■ **Try it**: Can you write what comes next in the abstract on isoniazid pharmacokinetics in TB/HIV co-infected patients, starting after its last sentence?

■ **Document excerpt**:
# # # # #

Jesper Sundell(1), Emile Bienvenu(2), Sofia Birgersson(1), Angela Äbelö(1) and Michael Ashton(1)
(1) Unit for Pharmacokinetics and Drug Metabolism, Dept. Pharmacology, Sahlgrenska Academy at University of Gothenburg, Sweden (2) Department of Pharmacy, School of Medicine and Pharmacy, University of Rwanda, Rwanda
Objectives: Tuberculosis (TB) is the most common cause of death in HIV-infected individuals. Isoniazid in combination with rifampicin, pyrazinamide and ethambutol is used as first-line treatment to combat TB infection. Isoniazid primarily undergoes metabolic elimination resulting in formation of acetyl-isoniazid via polymorphic N-acetyltransferase 2 and isonicotinic acid via amidase metabolism of parent drug (1). Isoniazid-induced hepatotoxicity has been proposed to be a consequence of exposure to toxic metabolites (2, 3). Moreover, low exposure to isoniazid may result in treatment failure and resistance development. Hence, determination of clinical factors affecting the pharmacokinetics of isoniazid and its metabolites will benefit clinical outcome. We therefore aimed to investigate factors which influence the variability of isoniazid and its two major metabolites in patients co-infected with TB and HIV.
Methods: Concentration-time profiles with observations up to eight hours post dose were analysed using non-linear mixed effects modeling. Study participants were either on concomitant efavirenz-based antiretroviral therapy or HIV treatment naïve. Acetylator status was determined using a molar ratio of AUC(acetyl-isoniazid, 0-8h)/AUC(isoniazid, 0-8h) with a cut off value of 0.9 (4). Isoniazid was assumed to be eliminated via either two or three pathways where two parallel pathways were responsible for the formation of acetyl-isoniazid and isonicotinic acid. Acetyl-isoniazid was assumed to be eliminated via two pathways where one resulted in the formation of isonicotinic acid.
Results: A total of 1247 observations of isoniazid, acetyl-isoniazid and isonicotinic acid from 63 TB/HIV co-infected patients were used for the present analysis. Isoniazid pharmacokinetics were most adequately described by a two-compartment disposition model with three elimination pathways. Acetyl-isoniazid and isonicotinic acid observations were fitted by one-compartment disposition models, respectively. Isoniazid clearance and fraction of isoniazid metabolized to acetyl-isoniazid were 2.5-fold higher in rapid acetylators compared to slow acetylators. Simultaneous treatment for HIV significantly increased acetyl-isoniazid and isonicotinic acid clearances by 56% and 77%, respectively. Relative bioavailability was 36% higher in females compared to males. Furthermore, isoniazid bioavailability was affected by CD4 cell count.

# # # # #

■ **Extracted entries**:
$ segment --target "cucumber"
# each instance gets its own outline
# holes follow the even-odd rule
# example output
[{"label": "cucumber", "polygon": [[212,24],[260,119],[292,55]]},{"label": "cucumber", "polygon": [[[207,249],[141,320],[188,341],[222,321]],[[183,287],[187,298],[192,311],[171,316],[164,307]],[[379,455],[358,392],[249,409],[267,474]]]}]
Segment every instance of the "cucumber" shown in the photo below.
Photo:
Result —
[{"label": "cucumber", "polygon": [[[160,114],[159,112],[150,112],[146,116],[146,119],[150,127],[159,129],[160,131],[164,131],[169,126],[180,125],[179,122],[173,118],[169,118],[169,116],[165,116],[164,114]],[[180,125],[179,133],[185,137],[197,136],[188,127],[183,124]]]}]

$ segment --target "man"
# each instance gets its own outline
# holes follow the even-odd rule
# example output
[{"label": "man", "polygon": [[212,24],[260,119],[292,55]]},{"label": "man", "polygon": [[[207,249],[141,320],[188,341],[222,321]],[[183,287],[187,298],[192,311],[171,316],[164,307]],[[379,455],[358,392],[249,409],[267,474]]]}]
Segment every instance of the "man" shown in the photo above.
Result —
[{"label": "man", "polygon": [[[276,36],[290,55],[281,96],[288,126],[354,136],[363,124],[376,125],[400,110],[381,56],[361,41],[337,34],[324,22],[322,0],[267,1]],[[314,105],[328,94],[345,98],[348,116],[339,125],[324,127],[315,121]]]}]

# # # # #

■ **Expected answer**:
AUC0-8h for isoniazid, acetyl-isoniazid and isonicotinic acid was analysed stratified by acetylator status and study arm. Median AUC0-8h was 44% higher in HIV treatment naïve rapid acetylators compared to rapid acetylators on concomitant HIV therapy. No exposure difference was found between slow acetylators on concomitant HIV treatment or HIV treatment naïve. In the present cohort, 21% had isoniazid exposures below the recommended threshold. Among the rapid acetylators 6/10 were undertreated, out of which 3/3 rapid acetylators on concomitant efavirenz-based antiretroviral therapy had low exposures.
Conclusions: The pharmacokinetics of isoniazid were affected by acetylator status, HIV treatment, CD4 cell count and sex in the present cohort. Furthermore, the clearances of isoniazids two major metabolites were higher in patients on concomitant efavirenz-based antiretroviral therapy. Rapid acetylators on simultaneous HIV treatment had an increase in isoniazid clearance resulting in exposures below the recommended threshold. A dose regimen based on NAT2 genotype and concomitant HIV treatment should be investigated.
References:
[1] Wang P, Pradhan K, Zhong XB, Ma X. Isoniazid metabolism and hepatotoxicity. Acta pharmaceutica Sinica B. 2016;6(5):384-92.
[2] Woo J, Chan CH, Walubo A, Chan KK. Hydrazine–a possible cause of isoniazid–induced hepatic necrosis. Journal of medicine. 1992;23(1):51-9.
[3]Woodward KN, Timbrell JA. Acetylhydrazine hepatotoxicity: the role of covalent binding. Toxicology. 1984;30(1):65-74.
[4]Hee KH, Seo JJ, Lee LS. Development and validation of liquid chromatography tandem mass spectrometry method for simultaneous quantification of first line tuberculosis drugs and metabolites in human plasma and its application in clinical study. Journal of pharmaceutical and biomedical analysis. 2015;102:253-60.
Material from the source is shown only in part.